Collected data
^^^^^^^^

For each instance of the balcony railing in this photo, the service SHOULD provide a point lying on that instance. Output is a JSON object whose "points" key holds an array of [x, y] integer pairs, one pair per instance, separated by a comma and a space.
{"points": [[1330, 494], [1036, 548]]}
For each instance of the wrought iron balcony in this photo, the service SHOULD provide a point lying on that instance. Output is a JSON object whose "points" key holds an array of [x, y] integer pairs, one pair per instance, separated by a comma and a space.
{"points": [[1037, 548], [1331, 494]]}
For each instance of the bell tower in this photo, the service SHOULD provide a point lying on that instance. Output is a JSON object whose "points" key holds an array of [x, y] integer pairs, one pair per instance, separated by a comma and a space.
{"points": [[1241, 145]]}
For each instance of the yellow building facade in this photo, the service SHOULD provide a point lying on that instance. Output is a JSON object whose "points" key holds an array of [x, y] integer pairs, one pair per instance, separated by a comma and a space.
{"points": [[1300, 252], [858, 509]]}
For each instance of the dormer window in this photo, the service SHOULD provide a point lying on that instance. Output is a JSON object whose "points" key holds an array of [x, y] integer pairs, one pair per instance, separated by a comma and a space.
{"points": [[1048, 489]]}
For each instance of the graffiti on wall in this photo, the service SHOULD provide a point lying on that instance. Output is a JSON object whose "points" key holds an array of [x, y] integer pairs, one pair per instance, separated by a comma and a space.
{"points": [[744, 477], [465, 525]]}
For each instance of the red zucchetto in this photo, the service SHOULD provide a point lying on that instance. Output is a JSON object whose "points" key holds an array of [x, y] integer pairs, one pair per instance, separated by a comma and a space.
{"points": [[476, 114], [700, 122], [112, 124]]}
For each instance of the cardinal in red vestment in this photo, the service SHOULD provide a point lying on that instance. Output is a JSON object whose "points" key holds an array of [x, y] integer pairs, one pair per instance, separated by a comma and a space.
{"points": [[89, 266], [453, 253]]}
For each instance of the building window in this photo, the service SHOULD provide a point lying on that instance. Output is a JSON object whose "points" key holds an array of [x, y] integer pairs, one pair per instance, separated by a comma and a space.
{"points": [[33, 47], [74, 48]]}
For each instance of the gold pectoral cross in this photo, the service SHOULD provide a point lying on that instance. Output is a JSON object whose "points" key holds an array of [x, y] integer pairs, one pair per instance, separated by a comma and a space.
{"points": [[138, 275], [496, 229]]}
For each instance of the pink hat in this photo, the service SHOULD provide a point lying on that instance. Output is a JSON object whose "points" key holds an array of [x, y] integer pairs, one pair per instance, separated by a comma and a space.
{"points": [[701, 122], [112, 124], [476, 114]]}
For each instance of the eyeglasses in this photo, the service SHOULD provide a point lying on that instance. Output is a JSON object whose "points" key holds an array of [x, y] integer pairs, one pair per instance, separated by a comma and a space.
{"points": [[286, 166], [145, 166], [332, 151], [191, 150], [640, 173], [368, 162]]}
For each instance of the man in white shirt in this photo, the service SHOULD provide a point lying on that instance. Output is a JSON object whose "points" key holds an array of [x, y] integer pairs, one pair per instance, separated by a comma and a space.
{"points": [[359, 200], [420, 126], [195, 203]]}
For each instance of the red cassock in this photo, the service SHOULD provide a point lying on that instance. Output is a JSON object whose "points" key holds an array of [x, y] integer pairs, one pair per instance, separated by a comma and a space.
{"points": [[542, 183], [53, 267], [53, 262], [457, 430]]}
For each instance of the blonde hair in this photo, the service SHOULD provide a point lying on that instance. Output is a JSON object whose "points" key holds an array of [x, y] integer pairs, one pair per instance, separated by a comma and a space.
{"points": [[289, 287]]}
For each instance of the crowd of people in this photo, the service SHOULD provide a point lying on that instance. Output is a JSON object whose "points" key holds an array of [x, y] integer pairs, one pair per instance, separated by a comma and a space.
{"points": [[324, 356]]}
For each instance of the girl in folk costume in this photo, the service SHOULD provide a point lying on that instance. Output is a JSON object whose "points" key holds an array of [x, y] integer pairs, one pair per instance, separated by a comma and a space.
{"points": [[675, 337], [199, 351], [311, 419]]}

^^^^^^^^

**PROBLEM TO WORK ON:** Write out all of the entries above, word for word and line for line, without changing anything.

**EXERCISE ANSWER:**
For each instance of the balcony railing in this photo, the service SHOULD provide a point lying on that instance. Output is a JSON object whose "points" key holds an array of [x, y] integer pairs, one pair per instance, separated by a comma and a space.
{"points": [[1330, 494], [1036, 548]]}
For each instance of the wrought iron balcony in this photo, the service SHOULD provide a point lying on that instance. Output is a JSON object whose "points" key holds an array of [x, y] integer pairs, one pair per instance, separated by a comma and a space.
{"points": [[1037, 548], [1331, 494]]}
For each instance of the bell tower in this photo, the service SHOULD provide a point lying on that instance. Output is a JSON object whose "points" key holds an array of [x, y] integer pairs, one pair per instance, separated by a comma and a space.
{"points": [[1241, 145]]}
For each instance of the yellow building facade in this photo, the service SHOULD provide a point lying on that instance. Output is a JSON object whose "points" key holds an array of [x, y] integer pairs, one pair per instance, separated by a comma and a space.
{"points": [[1300, 252], [858, 509]]}
For each instance of the dormer window in this photo, the service SHOULD provide a point lying on that instance. Output is a JSON object whose "points" key holds an array of [x, y] integer pairs, one pair per instance, separated by a comma and a space.
{"points": [[1048, 489]]}
For each instance of the graffiti on wall in this photo, the service SHOULD provide a point lying on that instance. Output is a JSON object whose "points" key holds an array of [x, y] integer pairs, one pair per instance, separated by a comma and a space.
{"points": [[744, 477], [465, 525]]}
For each instance of the red zucchetto in this photo, the service SHOULD provide a point lying on that instance. Output is a JSON object whose "points" key holds an array of [x, y] integer pairs, one pair per instance, separated by a comma and a space.
{"points": [[476, 114], [700, 122], [112, 124]]}
For each instance of the cardinal in red vestment in this photo, the service SHOULD provide a point lying on that instance. Output is a JSON object whose "points" key holds an array of [x, y] integer pairs, one pair per instance, separated by a comma and a space.
{"points": [[89, 266], [453, 253]]}
For each instance of the building window in this photo, the service SHOULD provide a point lying on that instance. Output is a JSON object whose "points" key holds an array of [x, y] integer pairs, one pair per instance, separated by a comma and a space.
{"points": [[33, 47], [74, 48]]}
For each instance of the gold pectoral cross in this photo, the service SHOULD provide a point lying on that instance. Output is a JSON object whose "points" key holds an array of [x, y] integer pairs, one pair per instance, separated by a comma and a space.
{"points": [[138, 275], [496, 229]]}
For each instance of the pink hat in this photo, the service SHOULD provide a point lying on that instance. Output is a JSON object whose "points" key holds an array of [x, y] integer pairs, one pair per instance, separated by a comma and a space.
{"points": [[701, 122], [112, 124], [476, 114]]}
For each instance of the eyeglasses in this photo, the service SHOULD provide a point lying on that instance. Output is a JSON object whose "points" key holds an array of [x, y] integer pairs, one pair per instance, separated by a comma and a space.
{"points": [[286, 166], [145, 166], [332, 151], [191, 150], [640, 173], [368, 162]]}
For each instance of the man in white shirt in this photo, the service SHOULD provide a point lying on that instance. Output is a JSON object whose "points" key holds an array of [x, y] integer pairs, one pair per instance, separated by a comma and a space.
{"points": [[359, 200], [420, 126], [195, 203]]}
For each instance of the red cassock in this photo, the service SHOULD provide a point lying on that instance. Output is a JSON object whose "points" key holds an array of [x, y] integer pairs, one pair per instance, separated by a comma and a space.
{"points": [[542, 183], [53, 267], [53, 262], [457, 430]]}
For each instance of the blonde hair in this photo, the service SHOULD provide a point lying on that instance. Output is a JSON object whose "points" key holds an array of [x, y] integer pairs, one pair per instance, separated by a comma and a space.
{"points": [[289, 287]]}
For each instance of the crowd of people in this photo, the service SHOULD provide a point lying on that instance. Output is a JSON object whose "points" key holds an array of [x, y] integer pairs, one pair per instance, separated by a comma and a space.
{"points": [[324, 356]]}
For each instance of the girl in folk costume in this photo, the service SHOULD provide a point lying on that instance. Output is a JSON object whose "points" key holds an array of [x, y] integer pairs, one pair per instance, separated by a comma and a space.
{"points": [[675, 337], [199, 351], [311, 419]]}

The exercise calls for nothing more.